▶ [DATA PROVIDED]:
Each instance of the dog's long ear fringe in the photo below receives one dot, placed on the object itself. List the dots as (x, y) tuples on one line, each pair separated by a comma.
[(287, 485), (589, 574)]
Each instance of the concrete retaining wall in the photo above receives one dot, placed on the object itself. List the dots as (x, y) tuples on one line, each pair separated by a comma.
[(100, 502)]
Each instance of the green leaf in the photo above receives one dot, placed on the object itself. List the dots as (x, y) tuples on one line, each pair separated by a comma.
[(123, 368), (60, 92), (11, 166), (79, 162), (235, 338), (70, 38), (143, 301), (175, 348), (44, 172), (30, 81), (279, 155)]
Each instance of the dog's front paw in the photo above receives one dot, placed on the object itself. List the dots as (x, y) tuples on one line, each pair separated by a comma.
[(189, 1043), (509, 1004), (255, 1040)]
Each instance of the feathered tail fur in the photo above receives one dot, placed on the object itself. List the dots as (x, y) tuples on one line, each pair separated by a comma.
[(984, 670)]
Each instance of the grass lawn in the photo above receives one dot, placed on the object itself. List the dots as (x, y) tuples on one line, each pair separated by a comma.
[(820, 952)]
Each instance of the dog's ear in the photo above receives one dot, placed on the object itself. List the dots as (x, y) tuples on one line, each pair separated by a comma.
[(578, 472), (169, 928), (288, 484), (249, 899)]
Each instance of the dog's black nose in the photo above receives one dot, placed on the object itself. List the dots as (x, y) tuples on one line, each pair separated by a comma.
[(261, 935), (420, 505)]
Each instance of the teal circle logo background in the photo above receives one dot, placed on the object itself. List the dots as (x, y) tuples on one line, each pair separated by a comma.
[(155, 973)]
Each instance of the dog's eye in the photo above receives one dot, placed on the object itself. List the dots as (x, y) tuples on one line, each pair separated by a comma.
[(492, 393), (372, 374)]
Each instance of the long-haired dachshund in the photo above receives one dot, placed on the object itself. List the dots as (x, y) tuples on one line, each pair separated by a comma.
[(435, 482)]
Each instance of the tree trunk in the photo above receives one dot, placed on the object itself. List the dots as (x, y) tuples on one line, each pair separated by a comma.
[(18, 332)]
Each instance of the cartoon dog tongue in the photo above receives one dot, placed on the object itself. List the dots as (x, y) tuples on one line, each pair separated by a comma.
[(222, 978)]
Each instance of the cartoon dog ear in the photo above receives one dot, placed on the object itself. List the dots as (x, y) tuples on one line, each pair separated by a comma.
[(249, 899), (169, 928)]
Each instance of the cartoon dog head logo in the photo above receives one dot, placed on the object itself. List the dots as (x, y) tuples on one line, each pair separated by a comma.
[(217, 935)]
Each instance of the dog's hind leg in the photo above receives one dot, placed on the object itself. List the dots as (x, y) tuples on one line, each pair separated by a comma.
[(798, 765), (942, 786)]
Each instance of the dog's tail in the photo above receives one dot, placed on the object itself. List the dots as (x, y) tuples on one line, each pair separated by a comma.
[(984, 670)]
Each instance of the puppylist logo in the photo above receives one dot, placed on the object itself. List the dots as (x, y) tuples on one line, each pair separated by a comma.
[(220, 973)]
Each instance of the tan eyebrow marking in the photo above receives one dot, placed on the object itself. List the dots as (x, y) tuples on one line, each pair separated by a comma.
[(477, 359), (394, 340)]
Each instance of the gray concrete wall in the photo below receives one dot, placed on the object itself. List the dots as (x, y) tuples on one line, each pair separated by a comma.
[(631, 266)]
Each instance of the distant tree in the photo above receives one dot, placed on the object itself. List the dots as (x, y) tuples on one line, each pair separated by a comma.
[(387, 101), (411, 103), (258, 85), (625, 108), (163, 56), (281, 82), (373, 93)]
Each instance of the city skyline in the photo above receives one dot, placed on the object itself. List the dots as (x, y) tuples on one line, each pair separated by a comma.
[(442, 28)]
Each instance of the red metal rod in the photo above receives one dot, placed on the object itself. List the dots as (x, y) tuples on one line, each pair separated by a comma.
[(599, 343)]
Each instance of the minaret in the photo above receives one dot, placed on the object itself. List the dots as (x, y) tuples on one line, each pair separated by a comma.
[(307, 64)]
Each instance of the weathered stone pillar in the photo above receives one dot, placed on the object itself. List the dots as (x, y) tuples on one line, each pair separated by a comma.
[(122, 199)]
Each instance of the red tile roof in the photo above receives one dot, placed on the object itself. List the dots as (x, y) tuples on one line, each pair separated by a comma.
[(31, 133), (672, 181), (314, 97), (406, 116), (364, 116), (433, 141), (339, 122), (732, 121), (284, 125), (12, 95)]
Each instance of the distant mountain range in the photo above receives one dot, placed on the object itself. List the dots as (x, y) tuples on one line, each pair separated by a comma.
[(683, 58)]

▶ [SET PROBLEM]: Scale the part of the listing starting with the line that contains "Each instance of the tree" and going on through the line that contains "[(18, 332)]", both lines included. Write out only those lines, request included, with every point coordinate in the answer multiplied by 1.5 and rounded to a whole number, halves rounding up.

▶ [REPLY TO THE TASK]:
Each instance of the tree trunk in the photo above receives one dot, placed on the object itself. List the dots as (x, y) tuples on one line, each pair separated by a comma.
[(27, 498)]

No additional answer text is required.